- _Objectif_: Recopiez les lignes situées entre celle qui contient « Practice step: point out every instance of the white window » et celle qui contient « pixel 59 255 », incluses, en substituant « white door frame » à « white window frame » et sans rien modifier d'autre.

- _Données de l'exercice_:
━━━━━━

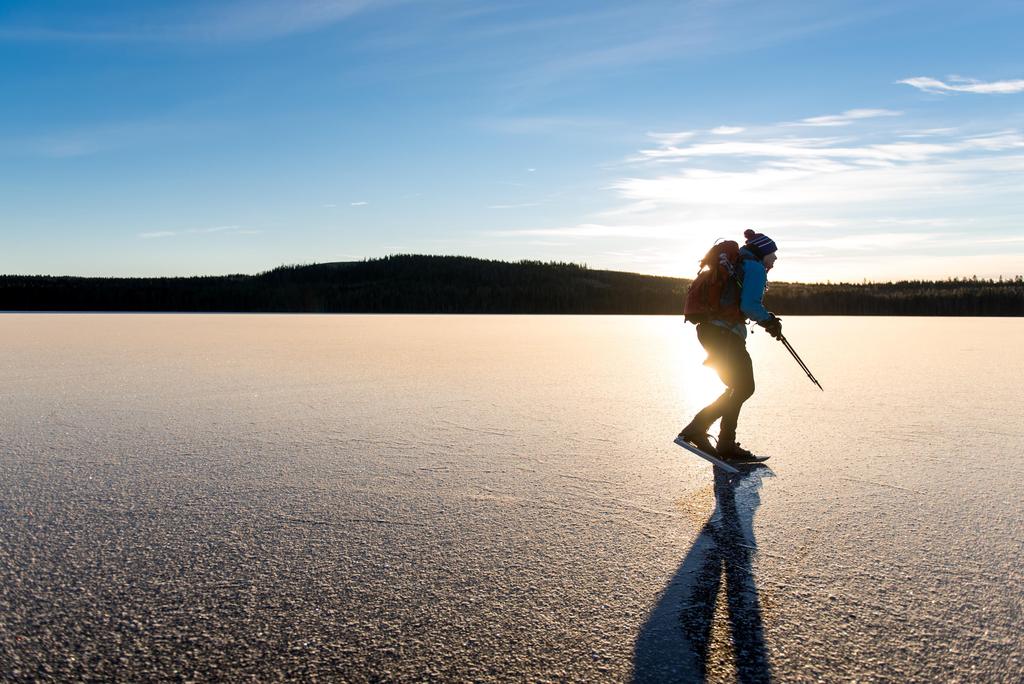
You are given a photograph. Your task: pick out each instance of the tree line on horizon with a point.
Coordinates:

━━━━━━

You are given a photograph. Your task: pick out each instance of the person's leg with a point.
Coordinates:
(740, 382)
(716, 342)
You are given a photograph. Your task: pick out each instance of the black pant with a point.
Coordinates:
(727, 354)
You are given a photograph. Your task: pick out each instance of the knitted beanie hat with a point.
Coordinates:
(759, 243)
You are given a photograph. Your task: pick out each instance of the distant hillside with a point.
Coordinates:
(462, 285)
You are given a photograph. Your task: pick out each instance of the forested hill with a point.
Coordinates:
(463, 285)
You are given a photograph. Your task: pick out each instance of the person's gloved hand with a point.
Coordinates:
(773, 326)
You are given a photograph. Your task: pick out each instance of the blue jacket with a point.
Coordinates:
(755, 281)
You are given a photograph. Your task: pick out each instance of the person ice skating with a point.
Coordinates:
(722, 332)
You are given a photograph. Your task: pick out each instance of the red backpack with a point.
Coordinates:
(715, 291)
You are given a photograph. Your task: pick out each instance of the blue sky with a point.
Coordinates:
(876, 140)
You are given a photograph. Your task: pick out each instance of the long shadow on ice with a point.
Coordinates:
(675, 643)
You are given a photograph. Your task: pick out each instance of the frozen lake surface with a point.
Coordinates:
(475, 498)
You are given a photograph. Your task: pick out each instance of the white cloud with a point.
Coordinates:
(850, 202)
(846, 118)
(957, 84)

━━━━━━

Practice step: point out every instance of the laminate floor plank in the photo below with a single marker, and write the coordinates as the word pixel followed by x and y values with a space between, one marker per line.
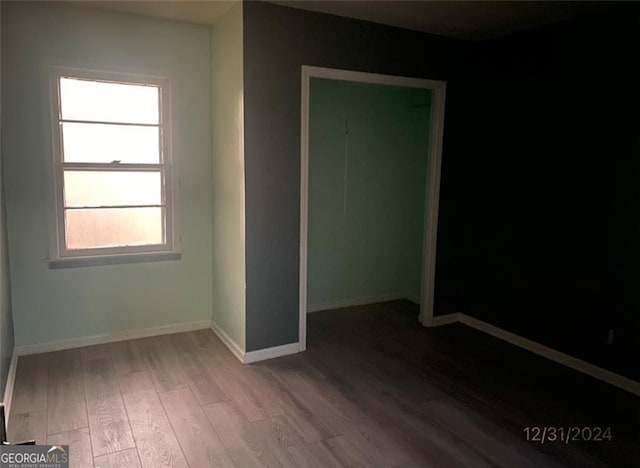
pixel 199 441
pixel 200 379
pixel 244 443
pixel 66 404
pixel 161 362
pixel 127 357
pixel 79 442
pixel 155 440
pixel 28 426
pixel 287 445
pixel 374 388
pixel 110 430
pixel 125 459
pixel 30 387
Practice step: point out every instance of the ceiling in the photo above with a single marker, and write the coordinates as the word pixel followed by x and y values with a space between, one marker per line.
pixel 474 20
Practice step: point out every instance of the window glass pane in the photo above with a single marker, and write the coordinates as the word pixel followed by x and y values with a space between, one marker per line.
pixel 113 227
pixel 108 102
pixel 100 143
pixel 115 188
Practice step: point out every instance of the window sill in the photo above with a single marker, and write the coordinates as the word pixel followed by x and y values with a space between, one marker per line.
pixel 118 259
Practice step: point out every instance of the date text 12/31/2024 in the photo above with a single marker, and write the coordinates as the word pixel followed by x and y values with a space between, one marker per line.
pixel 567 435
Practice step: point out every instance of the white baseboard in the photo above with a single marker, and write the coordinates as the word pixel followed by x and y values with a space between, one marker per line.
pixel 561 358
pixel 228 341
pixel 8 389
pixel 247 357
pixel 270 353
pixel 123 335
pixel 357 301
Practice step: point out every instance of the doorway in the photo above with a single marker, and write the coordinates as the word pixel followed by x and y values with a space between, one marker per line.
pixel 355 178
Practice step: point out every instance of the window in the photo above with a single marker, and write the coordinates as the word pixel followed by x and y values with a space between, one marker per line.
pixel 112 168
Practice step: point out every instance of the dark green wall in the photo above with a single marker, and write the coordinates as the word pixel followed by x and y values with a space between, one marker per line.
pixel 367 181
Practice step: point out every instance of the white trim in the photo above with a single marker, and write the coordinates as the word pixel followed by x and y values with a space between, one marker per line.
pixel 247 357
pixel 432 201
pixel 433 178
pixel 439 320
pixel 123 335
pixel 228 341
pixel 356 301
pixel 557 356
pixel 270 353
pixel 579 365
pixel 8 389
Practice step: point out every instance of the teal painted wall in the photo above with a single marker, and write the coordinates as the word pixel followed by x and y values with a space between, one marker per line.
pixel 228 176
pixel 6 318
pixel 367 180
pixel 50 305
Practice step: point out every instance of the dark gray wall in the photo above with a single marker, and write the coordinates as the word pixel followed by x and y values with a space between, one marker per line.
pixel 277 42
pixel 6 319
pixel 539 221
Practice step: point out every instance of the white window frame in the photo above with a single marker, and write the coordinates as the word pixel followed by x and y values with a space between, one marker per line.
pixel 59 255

━━━━━━

- _Réponse complète_:
Practice step: point out every instance of the white door frame in the photo above with a single marker, and write the coordinates as the word pixel followed by x and y values with a space between, one marker per line.
pixel 59 255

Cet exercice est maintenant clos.